Excerpts from location labeling data:
☆ ☆ ☆ ☆ ☆

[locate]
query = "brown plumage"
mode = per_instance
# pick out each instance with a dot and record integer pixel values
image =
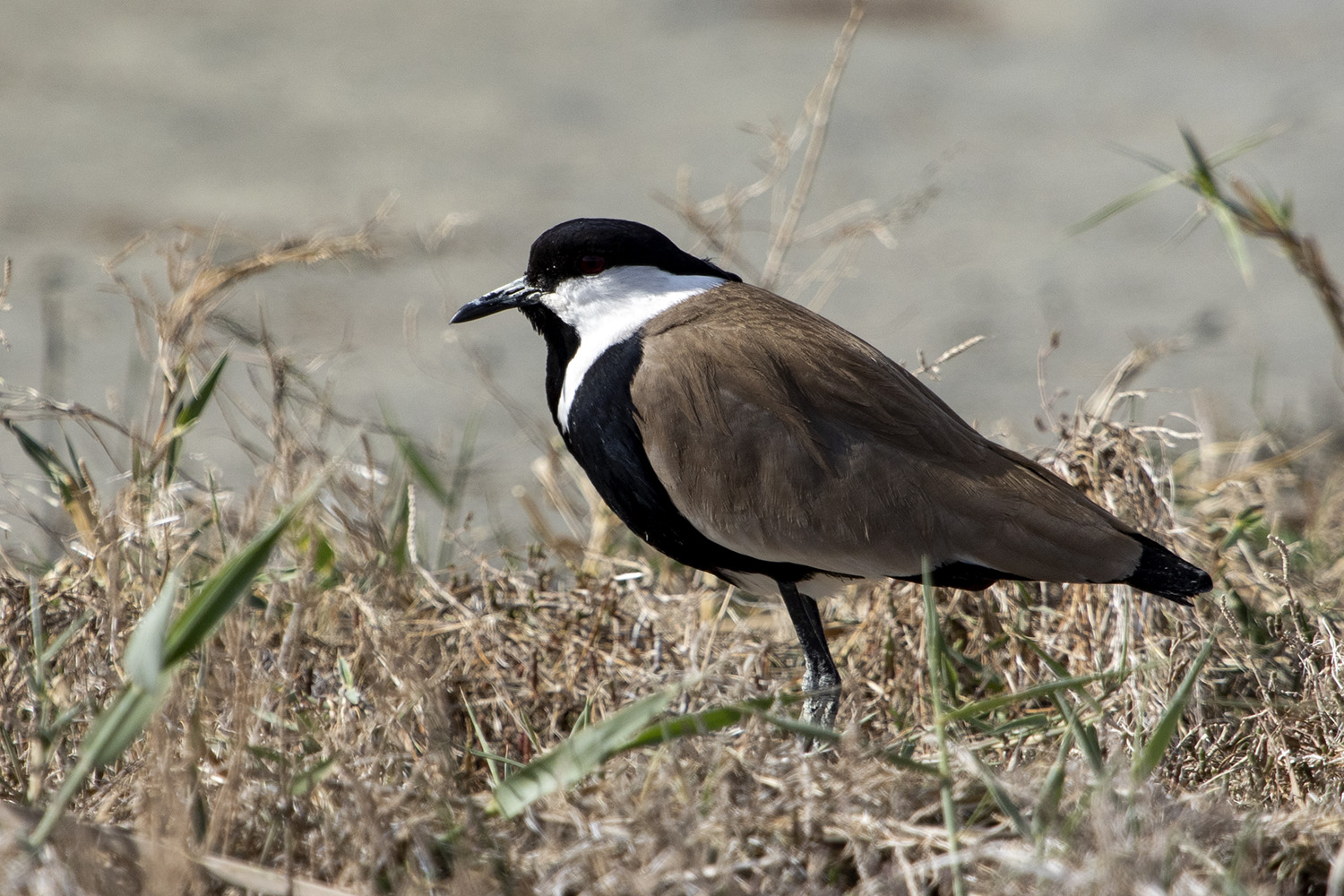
(744, 435)
(788, 438)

☆ ☆ ☆ ☆ ☆

§ **GIVEN EXERCISE**
Reproduce all the entries above, requests included, and scale every point coordinate in the answers by 2.6, rounding to whole numbers with halves going up. Leave the pictures out of your answer.

§ **EXERCISE SOLUTION**
[locate]
query = "brown plumage"
mode = per_instance
# pick out each instance with a dot and record integer pixel values
image =
(1934, 1131)
(2049, 1139)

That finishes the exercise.